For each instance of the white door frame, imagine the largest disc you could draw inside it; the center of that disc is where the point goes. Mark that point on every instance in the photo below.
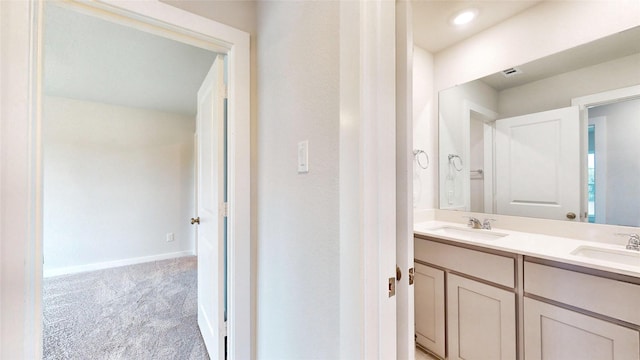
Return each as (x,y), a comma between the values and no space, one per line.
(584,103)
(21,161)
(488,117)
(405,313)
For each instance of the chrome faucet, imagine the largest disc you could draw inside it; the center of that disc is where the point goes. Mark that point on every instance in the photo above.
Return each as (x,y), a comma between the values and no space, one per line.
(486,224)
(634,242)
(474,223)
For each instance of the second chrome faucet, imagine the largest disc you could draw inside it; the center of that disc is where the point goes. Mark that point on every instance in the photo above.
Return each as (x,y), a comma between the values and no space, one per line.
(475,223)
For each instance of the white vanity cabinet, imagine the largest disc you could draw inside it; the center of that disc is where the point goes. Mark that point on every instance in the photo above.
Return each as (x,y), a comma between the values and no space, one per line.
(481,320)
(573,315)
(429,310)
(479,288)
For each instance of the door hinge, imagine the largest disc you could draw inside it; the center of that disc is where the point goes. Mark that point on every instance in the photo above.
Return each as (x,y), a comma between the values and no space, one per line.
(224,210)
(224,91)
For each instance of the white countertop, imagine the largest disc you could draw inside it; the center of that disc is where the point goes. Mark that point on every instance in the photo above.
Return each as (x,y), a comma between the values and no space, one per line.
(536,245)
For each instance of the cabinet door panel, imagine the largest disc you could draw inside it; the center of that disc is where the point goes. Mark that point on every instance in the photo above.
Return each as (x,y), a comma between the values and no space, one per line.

================================

▶ [Written request] Exactly reproduce the entries above, minus the pictures.

▶ [Exercise output]
For each instance of the white door frame, imagine the largest disc you could draw inside it; the center of that disc is where the point goes. Mark that point on every instance in the photo below.
Return each as (x,y), a comma between the values and no space, one per line.
(584,103)
(21,161)
(488,117)
(405,313)
For each instance of the chrome faucet, imagine the largest disc you could draw inside it; the center of that disc is where the point goes. Mark that point on every instance in the photo above.
Return each as (x,y), a comma between the values and no space, one per line.
(486,224)
(634,242)
(474,223)
For each instance of the second chrome faucet, imagine the largest disc you could draw inside it; the center of that disc is where the point goes. Mark that point on every instance in the photo above.
Return each as (x,y), a comma between the values and no space, one per line.
(475,223)
For each instance of the white vanity cabinet, imagine the largest disc you could draw inside it; the center of that disc is where the point goes. Mark that point on every instance in the photo above.
Return each as (x,y), a comma between the values and no space, one per line.
(481,320)
(573,315)
(429,310)
(479,288)
For each instance of the door hinge, imagine the largest disc you could draw inside it; the center of that disc is where the point goes. Mark that point on every instance in the photo above.
Return each as (x,y), a comma between the values and no space, one per line.
(224,210)
(224,91)
For each instance of the white countertop, imagine the largest disc you could draw inside it; the center of that disc is where the point goes. Mark that point on every instance in the photo above.
Return each as (x,y), a comma between the values and no space, one per line.
(536,245)
For each instance of the cabinet door panel, imagine the largest disc you could draw inside it; the center of that disc is where the point goes. Mark that point on every instance in the photo above.
Return each as (x,y), a comma between the values and no space, one per line.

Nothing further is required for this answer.